> Exercise input:
-- BEGIN --

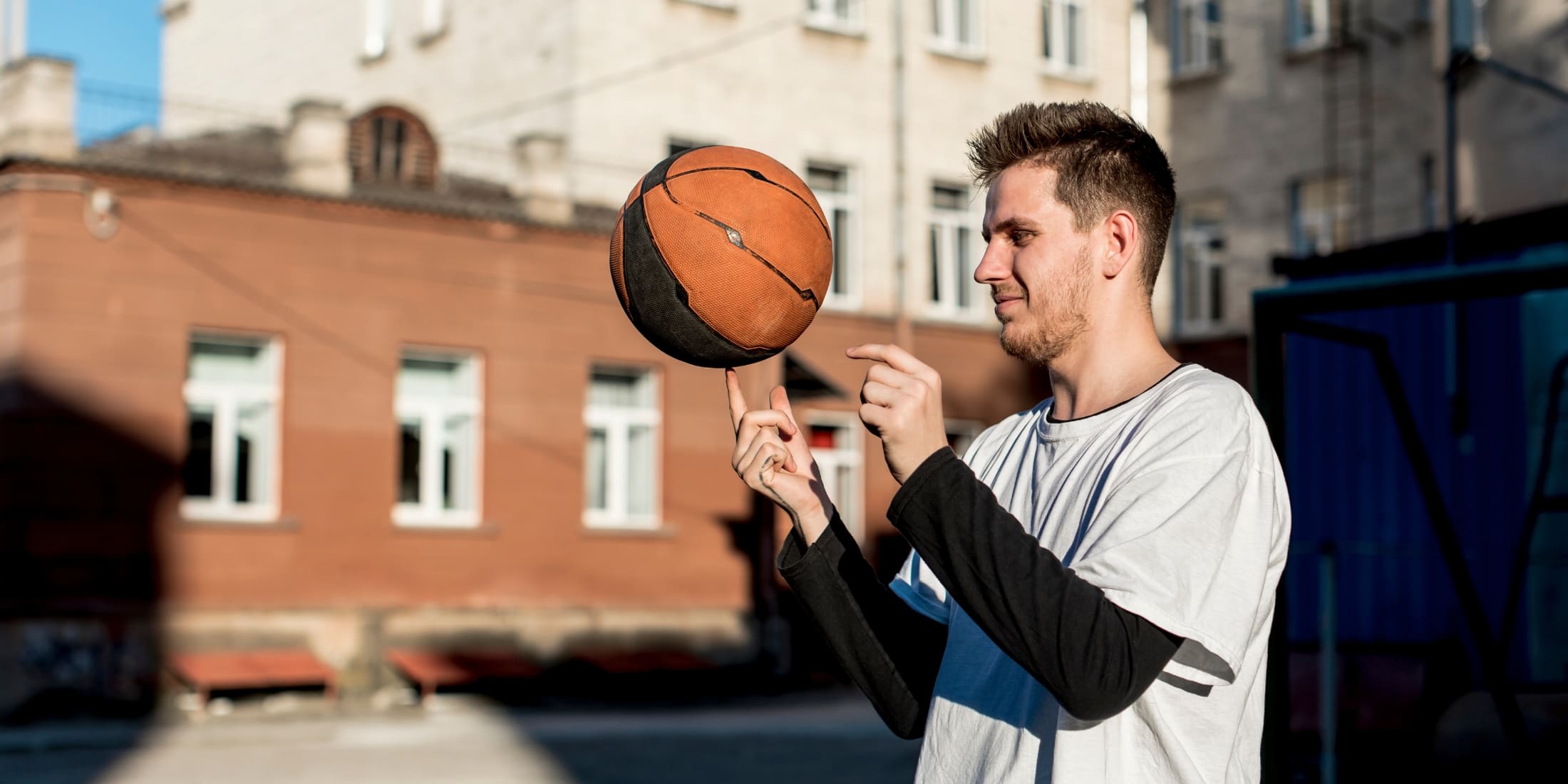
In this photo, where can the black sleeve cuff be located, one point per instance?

-- END --
-- BEGIN --

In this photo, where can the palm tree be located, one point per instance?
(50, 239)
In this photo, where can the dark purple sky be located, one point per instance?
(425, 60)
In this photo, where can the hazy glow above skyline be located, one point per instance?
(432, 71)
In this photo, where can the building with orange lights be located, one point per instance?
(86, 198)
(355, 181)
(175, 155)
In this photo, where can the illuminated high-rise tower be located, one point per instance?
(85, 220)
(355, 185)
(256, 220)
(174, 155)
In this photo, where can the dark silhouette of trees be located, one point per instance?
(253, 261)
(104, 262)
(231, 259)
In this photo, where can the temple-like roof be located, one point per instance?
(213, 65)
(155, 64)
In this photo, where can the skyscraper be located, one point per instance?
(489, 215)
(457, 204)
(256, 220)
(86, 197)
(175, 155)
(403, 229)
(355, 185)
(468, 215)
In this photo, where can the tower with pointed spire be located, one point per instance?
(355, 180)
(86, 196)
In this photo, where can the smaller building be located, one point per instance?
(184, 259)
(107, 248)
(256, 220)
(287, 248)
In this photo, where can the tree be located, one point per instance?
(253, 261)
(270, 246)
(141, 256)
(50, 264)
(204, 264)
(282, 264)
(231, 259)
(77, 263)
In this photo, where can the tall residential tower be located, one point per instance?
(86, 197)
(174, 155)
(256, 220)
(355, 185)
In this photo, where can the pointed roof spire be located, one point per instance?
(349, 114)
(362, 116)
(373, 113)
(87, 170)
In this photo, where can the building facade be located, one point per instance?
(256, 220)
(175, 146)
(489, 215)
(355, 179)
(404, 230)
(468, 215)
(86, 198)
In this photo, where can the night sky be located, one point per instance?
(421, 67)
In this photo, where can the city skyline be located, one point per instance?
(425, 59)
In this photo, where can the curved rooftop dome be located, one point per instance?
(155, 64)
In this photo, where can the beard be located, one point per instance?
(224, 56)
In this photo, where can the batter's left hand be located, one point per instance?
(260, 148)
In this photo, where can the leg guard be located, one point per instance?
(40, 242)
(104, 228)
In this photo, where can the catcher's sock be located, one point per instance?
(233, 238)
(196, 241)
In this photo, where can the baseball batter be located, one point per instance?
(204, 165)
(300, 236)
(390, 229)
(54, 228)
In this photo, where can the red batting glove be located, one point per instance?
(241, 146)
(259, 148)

-- END --
-- BEGIN --

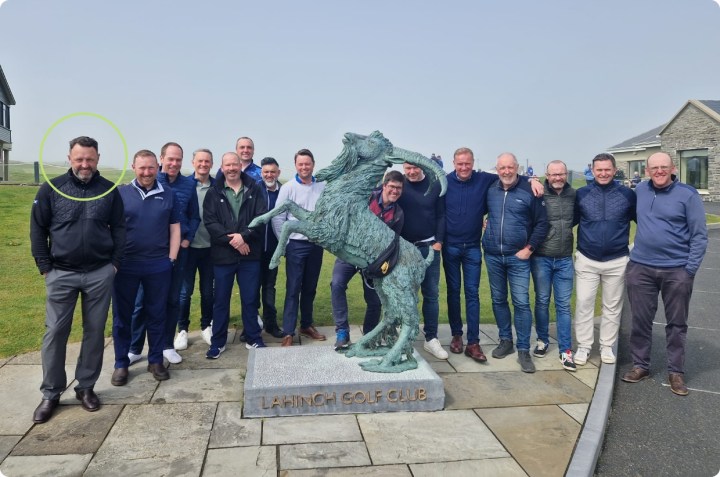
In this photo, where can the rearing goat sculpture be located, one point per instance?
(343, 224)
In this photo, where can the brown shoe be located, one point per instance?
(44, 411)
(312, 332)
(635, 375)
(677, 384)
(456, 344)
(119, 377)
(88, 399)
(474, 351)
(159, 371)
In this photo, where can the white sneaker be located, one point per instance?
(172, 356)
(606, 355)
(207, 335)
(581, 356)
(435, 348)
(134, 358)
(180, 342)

-- END --

> Task to complete:
Find each line in the items above that includes the word "skyline" and copy it out in full.

> Expected answer:
In this photo, where can the hazy glow above skyline be located, one point per instance?
In this photo, where can the city skyline be located, one point per instance?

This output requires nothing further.